+++ TEXT

Well….North Korea tested a nuke. As Josh Marshall says, this is further proof that the Bush Administration’s foreign policy is a complete failure :
President Bush came to office believing that Clinton’s policy amounted to appeasement. Force and strength were the way to deal with North Korea, not a mix of force, diplomacy and aide. And with that premise, President Bush went about scuttling the 1994 agreement, using evidence that the North Koreans were pursuing uranium enrichment (another path to the bomb) as the final straw.
. . .
Threats are a potent force if you’re willing to follow through on them. But he wasn’t. The plutonium production plant, which had been shuttered since 1994, got unshuttered. And the bomb that exploded tonight was, if I understand this correctly, almost certainly the product of that plutonium uncorked almost four years ago.So the President talked a good game, the North Koreans called his bluff and he folded. And since then, for all intents and purposes, and all the atmospherics to the contrary, he and his administration have done essentially nothing.
I wouldn’t use the word “nothing”. At least one member of the Administration has been doing something, though it would probably be described as too much carrot, not enough stick :
Donald Rumsfeld, the US defence secretary, sat on the board of a company which three years ago sold two light water nuclear reactors to North Korea – a country he now regards as part of the “axis of evil” and which has been targeted for regime change by Washington because of its efforts to build nuclear weapons.
Mr Rumsfeld was a non-executive director of ABB, a European engineering giant based in Zurich, when it won a $200m (£125m) contract to provide the design and key components for the reactors. The current defence secretary sat on the board from 1990 to 2001, earning $190,000 a year. He left to join the Bush administration.
. . .
Many members of the Bush administration are on record as opposing Mr Clinton’s plans, saying that weapons-grade nuclear material could be extracted from the type of light water reactors that ABB sold. Mr Rumsfeld’s deputy, Paul Wolfowitz, and the state department’s number two diplomat, Richard Armitage, both opposed the deal as did the Republican presidential candidate, Bob Dole, whose campaign Mr Rumsfeld ran and where he also acted as defence adviser.One unnamed ABB board director told Fortune magazine that Mr Rumsfeld was involved in lobbying his hawkish friends on behalf of ABB.

++++++
+++ INFORMATION PROVIDED

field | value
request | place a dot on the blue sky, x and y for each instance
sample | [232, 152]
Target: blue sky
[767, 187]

++++++

REQUIRED ACTIONS —
1) Answer these from the North Korea post:
(a) Which agreement did President Bush set about scuttling?
(b) In which city was ABB based?
(c) How much did Rumsfeld earn per year on ABB's board?
2) Echo the North Korea post from "Mr Rumsfeld was a" to "the Bush administration.".

PER-TASK ANSWERS —
1)
(a) The 1994 agreement
(b) Zurich
(c) $190,000

2)
Mr Rumsfeld was a non-executive director of ABB, a European engineering giant based in Zurich, when it won a $200m (£125m) contract to provide the design and key components for the reactors. The current defence secretary sat on the board from 1990 to 2001, earning $190,000 a year. He left to join the Bush administration.